▶ [Text under study]
»»
Monday, August 10, 2009

Kurukshetra or Fairfax?

Driving, in my humble opinion is where people’s behavior is displayed in full abundance in the raw. Cocooned in a 4-6 ton machine with the safety of Detroit (or Japanese or German or …) steel all around you, you are lulled into some false sense of superiority where society’s civil behavioral norms no longer become a constraint! And particularly if you are in a Sports Utility Vehicle (SUV) – a synonym for mindless behemoth with a ridership of one - this feeling of invincibility and power gets magnified several times over.

Watching people’s driving habits is an interesting exercise and helps calm the frustration and desperation that takes over when traffic slows down or comes to a halt. I find constant sources of inspiration for my thoughts and endless curiosity in my observations on my daily drive to work through the roads of Fairfax County in Virginia.

Unlike in India, where there is no recognition of lanes, and the progress of cars down the road is akin to the path of the chariots of fighting warriors in the Mahabharata on the plains of Kurukshetra, driving in America, for the most part is an orderly exercise with occasional bouts of brinkmanship and displays of human anger, frustration or timidity.
««
▶ [Activity]
Condense the paragraph of the driving post that begins "Driving, in my humble opinion" into a short list of its main points.

▶ [Given entries]
»»
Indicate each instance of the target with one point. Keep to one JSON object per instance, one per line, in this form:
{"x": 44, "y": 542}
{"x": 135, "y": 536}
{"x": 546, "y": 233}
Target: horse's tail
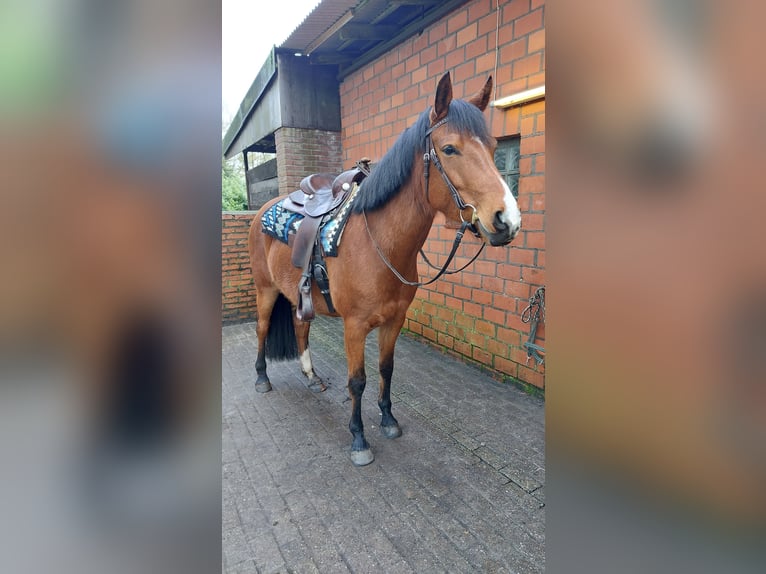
««
▶ [The completed task]
- Driving shows people's behavior in its rawest form.
- Enclosed in a 4-6 ton steel machine, drivers feel a false superiority and stop following society's civil norms.
- In an SUV, described as a mindless behemoth carrying one rider, this sense of invincibility and power is magnified several times over.